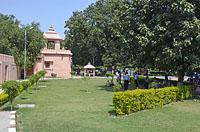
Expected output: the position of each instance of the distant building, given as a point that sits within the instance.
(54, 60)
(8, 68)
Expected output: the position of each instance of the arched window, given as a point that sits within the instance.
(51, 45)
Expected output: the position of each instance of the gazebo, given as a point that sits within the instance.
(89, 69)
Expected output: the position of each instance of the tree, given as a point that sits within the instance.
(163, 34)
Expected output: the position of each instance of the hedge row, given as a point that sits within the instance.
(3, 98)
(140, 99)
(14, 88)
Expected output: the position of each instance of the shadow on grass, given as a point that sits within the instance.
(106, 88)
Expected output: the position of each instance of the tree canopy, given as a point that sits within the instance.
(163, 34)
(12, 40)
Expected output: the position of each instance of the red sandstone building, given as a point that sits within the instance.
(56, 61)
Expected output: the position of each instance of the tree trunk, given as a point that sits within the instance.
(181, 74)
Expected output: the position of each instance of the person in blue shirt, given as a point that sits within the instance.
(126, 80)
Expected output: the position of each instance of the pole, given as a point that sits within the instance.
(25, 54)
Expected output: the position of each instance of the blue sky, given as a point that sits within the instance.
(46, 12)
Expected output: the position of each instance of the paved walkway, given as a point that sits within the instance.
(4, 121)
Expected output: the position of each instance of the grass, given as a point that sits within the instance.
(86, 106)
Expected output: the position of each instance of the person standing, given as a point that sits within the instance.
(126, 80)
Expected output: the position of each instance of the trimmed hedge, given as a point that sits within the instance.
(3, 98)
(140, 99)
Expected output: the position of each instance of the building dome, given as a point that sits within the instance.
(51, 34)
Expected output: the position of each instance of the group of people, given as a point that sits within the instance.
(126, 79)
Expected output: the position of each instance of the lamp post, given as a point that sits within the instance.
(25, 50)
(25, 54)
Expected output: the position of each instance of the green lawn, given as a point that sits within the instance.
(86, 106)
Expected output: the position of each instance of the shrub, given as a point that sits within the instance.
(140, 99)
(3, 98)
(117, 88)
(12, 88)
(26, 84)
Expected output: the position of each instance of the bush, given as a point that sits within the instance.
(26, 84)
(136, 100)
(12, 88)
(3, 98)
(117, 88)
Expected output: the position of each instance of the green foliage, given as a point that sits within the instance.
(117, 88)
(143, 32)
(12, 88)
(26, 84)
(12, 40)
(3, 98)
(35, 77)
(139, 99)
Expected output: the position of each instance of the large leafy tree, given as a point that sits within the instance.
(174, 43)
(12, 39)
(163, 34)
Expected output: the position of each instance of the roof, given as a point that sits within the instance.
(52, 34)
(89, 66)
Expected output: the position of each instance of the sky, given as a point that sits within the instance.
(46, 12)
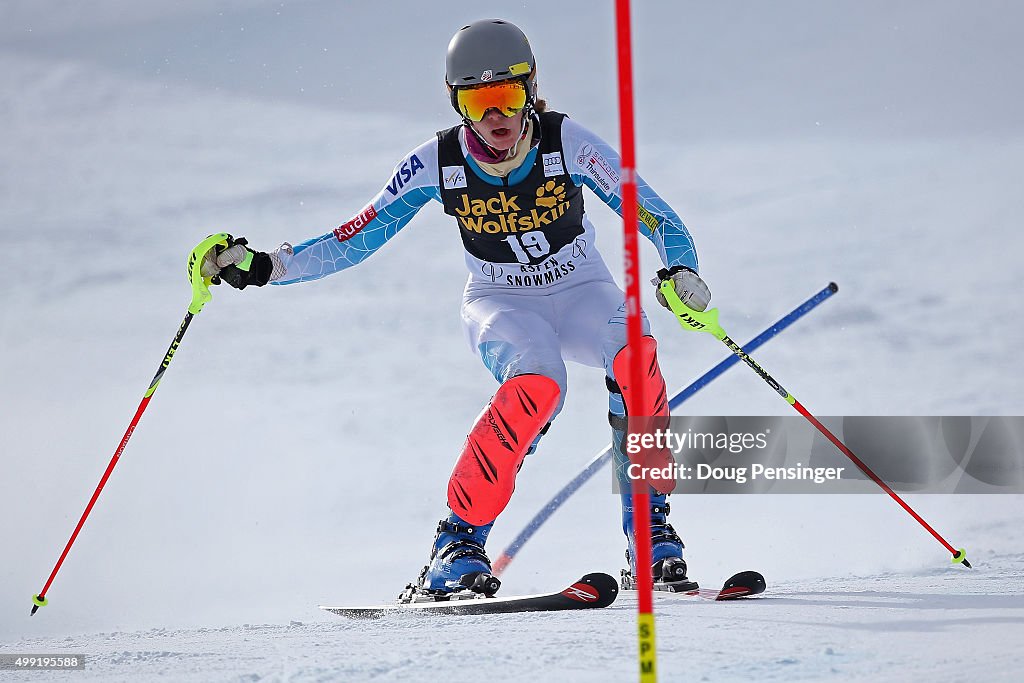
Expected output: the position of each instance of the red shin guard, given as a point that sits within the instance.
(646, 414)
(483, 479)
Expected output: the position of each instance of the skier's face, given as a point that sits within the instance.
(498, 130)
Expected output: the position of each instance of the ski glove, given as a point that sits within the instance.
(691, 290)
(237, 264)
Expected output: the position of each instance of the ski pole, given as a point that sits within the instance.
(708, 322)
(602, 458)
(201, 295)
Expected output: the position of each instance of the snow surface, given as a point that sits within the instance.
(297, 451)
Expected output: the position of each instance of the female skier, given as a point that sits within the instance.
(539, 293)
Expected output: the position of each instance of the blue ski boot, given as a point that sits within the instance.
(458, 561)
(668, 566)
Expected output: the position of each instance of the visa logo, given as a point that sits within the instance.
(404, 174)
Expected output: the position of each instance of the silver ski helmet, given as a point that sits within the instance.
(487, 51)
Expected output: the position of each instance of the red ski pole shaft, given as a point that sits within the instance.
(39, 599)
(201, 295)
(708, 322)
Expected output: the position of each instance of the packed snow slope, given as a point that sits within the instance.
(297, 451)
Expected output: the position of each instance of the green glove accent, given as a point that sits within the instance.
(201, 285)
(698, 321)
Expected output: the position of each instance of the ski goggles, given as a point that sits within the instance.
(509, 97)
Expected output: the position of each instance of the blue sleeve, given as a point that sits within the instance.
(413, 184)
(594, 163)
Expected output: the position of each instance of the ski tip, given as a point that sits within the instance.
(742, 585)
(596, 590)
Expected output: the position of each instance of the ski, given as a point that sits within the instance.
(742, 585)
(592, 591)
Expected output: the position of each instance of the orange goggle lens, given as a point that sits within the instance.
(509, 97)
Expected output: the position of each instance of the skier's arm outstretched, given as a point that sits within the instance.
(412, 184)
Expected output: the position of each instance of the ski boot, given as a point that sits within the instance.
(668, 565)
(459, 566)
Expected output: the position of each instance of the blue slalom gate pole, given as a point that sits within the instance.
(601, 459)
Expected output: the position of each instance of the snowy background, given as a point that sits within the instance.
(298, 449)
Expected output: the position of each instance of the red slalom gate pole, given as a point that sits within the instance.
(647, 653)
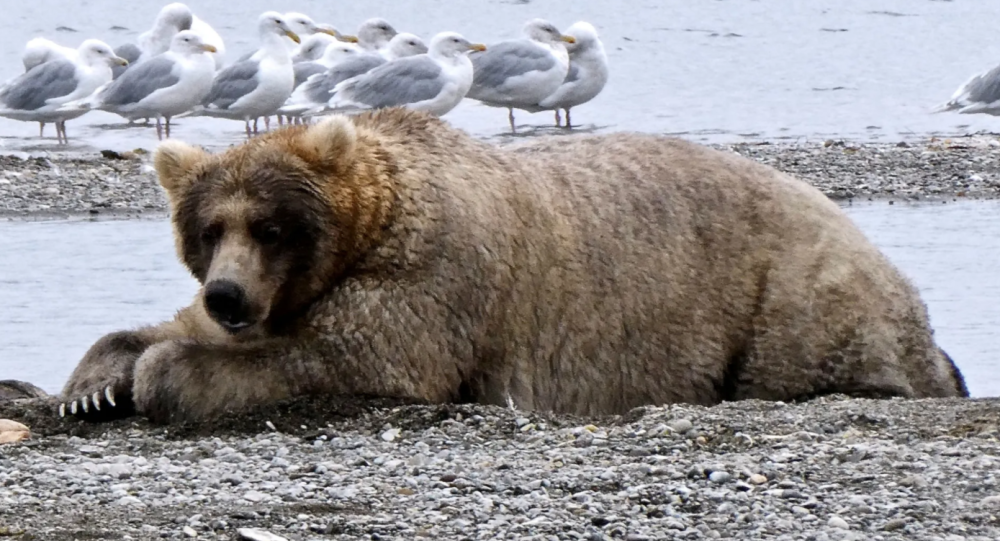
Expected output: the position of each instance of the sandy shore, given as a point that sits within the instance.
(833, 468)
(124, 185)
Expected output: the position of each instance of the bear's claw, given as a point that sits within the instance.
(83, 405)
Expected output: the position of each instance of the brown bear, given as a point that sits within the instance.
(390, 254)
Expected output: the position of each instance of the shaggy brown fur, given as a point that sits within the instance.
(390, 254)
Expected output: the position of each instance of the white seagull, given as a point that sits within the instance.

^^^^^^^^^^^^^^^^

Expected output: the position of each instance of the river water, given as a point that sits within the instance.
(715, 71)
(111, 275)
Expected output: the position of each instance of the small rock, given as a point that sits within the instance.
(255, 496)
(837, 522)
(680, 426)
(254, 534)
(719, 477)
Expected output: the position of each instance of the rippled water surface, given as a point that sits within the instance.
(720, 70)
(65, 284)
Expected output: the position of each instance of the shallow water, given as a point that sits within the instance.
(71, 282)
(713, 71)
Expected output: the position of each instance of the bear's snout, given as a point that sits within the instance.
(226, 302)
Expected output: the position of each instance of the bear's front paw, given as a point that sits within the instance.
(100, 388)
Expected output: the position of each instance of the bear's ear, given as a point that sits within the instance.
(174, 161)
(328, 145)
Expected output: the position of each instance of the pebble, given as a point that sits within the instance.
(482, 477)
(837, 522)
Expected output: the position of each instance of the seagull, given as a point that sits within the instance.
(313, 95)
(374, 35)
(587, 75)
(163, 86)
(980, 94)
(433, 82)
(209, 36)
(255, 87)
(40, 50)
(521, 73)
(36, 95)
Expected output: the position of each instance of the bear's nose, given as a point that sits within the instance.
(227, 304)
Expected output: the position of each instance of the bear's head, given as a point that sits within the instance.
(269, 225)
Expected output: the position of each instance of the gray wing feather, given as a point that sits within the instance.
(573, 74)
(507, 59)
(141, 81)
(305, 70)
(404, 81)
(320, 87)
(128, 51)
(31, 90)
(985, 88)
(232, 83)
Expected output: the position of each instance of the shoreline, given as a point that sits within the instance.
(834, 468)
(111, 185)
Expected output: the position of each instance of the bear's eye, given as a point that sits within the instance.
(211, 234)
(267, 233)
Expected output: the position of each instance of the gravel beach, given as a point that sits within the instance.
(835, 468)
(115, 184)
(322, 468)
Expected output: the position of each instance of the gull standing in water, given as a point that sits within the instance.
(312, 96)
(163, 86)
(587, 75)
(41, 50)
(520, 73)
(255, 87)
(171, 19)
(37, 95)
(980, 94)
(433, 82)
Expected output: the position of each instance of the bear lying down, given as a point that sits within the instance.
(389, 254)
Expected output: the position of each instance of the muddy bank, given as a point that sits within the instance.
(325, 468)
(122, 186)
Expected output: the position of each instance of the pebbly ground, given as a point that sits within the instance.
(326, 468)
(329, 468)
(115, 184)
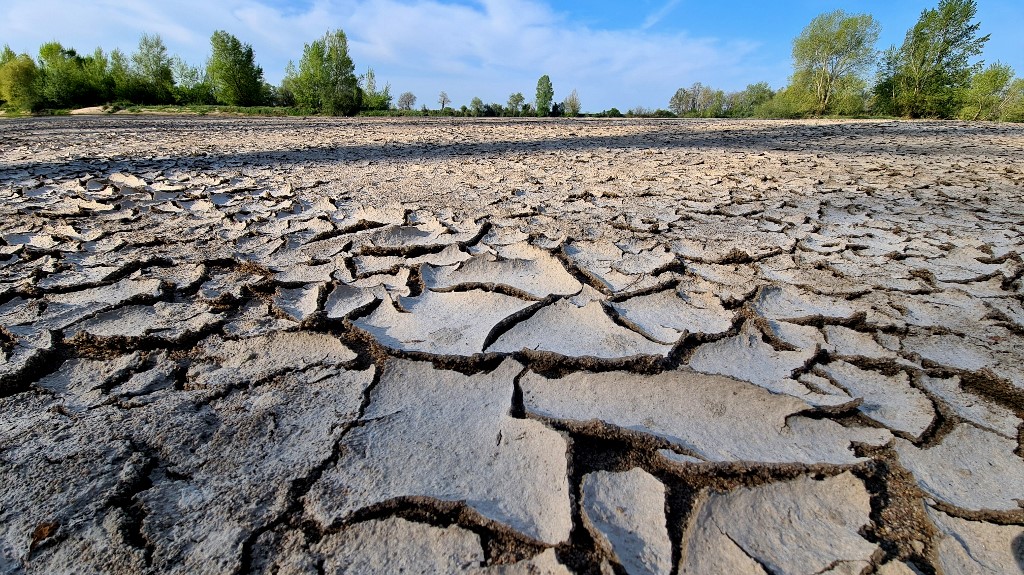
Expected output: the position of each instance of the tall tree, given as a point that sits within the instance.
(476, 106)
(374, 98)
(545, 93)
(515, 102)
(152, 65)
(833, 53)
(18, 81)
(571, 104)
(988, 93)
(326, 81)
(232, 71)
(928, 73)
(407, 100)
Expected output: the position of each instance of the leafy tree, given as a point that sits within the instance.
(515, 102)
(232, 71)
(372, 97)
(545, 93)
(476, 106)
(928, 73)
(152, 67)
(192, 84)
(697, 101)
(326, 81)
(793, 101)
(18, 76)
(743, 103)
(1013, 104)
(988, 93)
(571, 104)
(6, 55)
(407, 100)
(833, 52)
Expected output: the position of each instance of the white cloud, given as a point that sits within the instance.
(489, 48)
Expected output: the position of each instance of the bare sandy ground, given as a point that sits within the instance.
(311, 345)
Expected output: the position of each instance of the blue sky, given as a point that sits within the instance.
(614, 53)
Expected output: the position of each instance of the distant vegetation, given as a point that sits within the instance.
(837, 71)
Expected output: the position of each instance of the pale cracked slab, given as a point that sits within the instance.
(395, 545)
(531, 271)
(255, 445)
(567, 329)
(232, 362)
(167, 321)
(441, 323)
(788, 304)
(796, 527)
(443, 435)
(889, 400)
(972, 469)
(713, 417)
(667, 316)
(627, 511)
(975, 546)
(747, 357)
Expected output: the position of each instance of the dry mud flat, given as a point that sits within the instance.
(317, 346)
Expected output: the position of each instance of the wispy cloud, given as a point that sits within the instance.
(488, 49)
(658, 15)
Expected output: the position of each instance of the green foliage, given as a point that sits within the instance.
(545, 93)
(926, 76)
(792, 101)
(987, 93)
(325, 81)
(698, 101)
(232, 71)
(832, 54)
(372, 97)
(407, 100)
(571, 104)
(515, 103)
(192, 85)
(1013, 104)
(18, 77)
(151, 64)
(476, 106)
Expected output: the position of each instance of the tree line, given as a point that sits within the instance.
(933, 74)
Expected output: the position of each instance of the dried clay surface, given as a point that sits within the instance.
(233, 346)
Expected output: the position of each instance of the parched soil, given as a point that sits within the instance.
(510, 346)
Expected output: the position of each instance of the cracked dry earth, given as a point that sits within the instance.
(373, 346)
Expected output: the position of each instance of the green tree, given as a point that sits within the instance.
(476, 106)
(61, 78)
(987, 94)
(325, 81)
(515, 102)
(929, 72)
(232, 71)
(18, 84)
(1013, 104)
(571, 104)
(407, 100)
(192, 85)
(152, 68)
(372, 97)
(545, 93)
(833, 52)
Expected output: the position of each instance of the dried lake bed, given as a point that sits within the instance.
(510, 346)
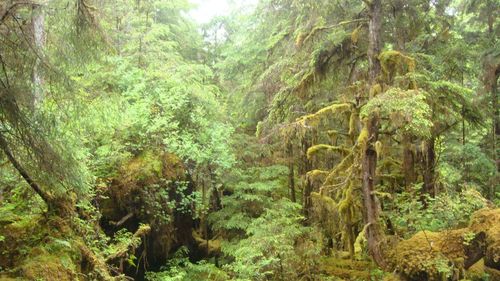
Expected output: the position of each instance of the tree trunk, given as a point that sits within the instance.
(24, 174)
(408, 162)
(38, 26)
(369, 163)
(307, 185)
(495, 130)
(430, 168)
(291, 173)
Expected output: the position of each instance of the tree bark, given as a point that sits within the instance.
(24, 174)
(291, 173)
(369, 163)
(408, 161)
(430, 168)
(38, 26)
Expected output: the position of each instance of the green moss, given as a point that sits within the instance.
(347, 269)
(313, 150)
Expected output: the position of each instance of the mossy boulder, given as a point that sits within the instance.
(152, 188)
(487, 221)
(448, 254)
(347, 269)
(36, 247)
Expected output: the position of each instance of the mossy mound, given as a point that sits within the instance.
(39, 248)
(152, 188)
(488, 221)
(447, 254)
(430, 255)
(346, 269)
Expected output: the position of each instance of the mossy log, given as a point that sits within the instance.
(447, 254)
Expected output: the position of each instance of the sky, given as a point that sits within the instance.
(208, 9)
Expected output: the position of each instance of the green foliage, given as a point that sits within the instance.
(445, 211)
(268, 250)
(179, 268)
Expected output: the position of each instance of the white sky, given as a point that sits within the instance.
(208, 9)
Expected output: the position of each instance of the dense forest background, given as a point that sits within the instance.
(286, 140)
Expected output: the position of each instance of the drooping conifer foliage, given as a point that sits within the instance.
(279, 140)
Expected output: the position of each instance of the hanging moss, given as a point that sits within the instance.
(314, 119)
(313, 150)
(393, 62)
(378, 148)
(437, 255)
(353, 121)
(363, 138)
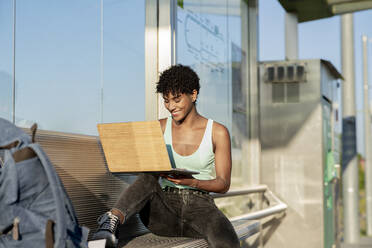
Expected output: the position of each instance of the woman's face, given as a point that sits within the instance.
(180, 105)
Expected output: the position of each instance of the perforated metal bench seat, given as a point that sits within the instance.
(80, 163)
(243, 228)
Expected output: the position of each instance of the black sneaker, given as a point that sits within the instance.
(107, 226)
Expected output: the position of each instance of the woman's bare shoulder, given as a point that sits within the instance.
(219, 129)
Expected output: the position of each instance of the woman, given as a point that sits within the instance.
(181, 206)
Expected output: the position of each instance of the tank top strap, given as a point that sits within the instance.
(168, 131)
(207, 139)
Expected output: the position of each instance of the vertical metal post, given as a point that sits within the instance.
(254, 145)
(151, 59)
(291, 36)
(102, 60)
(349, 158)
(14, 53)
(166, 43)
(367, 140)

^^^^^^^^^^^^^^^^

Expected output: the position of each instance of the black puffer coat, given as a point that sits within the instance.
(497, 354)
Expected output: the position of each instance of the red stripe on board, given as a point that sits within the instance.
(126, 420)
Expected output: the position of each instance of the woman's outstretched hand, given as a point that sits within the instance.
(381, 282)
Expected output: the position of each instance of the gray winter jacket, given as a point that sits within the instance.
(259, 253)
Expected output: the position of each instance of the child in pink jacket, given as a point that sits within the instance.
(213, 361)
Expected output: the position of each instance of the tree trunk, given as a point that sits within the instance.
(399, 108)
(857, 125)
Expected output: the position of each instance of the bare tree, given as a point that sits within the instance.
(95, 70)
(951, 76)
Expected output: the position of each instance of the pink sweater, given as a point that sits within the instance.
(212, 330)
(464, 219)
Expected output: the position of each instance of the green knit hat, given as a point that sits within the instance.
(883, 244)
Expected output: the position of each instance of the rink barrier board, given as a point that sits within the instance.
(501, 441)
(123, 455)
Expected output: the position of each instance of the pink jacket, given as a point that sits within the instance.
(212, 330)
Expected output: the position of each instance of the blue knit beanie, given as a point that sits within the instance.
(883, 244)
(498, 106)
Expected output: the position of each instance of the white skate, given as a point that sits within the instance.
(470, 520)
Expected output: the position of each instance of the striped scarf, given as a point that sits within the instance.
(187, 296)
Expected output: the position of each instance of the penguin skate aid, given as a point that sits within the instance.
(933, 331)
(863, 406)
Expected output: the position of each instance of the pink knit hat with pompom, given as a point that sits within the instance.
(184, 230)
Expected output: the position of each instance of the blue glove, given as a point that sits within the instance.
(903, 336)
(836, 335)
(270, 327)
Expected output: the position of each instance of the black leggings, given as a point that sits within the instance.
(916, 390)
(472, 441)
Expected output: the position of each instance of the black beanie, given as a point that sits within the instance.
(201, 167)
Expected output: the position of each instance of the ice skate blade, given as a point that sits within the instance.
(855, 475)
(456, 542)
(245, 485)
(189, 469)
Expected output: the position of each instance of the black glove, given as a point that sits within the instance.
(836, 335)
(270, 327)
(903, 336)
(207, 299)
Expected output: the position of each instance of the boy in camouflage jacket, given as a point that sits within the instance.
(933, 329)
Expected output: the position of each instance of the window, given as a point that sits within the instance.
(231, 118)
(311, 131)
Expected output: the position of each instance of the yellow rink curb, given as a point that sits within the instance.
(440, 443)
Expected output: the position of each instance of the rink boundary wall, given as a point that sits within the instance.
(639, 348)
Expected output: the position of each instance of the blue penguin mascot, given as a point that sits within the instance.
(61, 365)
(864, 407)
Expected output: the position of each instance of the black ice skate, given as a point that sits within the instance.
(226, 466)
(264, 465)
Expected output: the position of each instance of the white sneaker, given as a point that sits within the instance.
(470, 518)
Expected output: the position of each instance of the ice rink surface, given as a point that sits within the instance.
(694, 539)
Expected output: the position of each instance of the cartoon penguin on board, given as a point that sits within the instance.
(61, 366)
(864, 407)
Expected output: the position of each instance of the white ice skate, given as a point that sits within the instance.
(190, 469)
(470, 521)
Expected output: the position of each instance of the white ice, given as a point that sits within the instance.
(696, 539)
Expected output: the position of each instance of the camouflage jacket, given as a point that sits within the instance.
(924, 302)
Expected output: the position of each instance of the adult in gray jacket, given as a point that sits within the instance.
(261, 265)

^^^^^^^^^^^^^^^^

▶ THE REQUEST: Count how many lines of the items above contain the string "slalom", matching case exactly. Reply with the number alone.

▶ EXERCISE OUTPUT: 2